- What to do
Retype the full set of records. Keep every character identical.

- Dataset excerpts on object pointing
↓↓↓

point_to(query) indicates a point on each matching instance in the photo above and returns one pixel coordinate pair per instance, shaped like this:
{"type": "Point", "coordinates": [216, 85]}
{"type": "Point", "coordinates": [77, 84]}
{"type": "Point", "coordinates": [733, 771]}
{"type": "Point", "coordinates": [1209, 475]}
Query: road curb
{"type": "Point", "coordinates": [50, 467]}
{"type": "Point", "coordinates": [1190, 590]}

↑↑↑

- Result of this task
point_to(query) indicates a point on each matching instance in the photo above and returns one pixel coordinate pair per instance, shaped like this:
{"type": "Point", "coordinates": [216, 85]}
{"type": "Point", "coordinates": [77, 84]}
{"type": "Point", "coordinates": [733, 771]}
{"type": "Point", "coordinates": [1209, 475]}
Query: road curb
{"type": "Point", "coordinates": [50, 467]}
{"type": "Point", "coordinates": [1190, 590]}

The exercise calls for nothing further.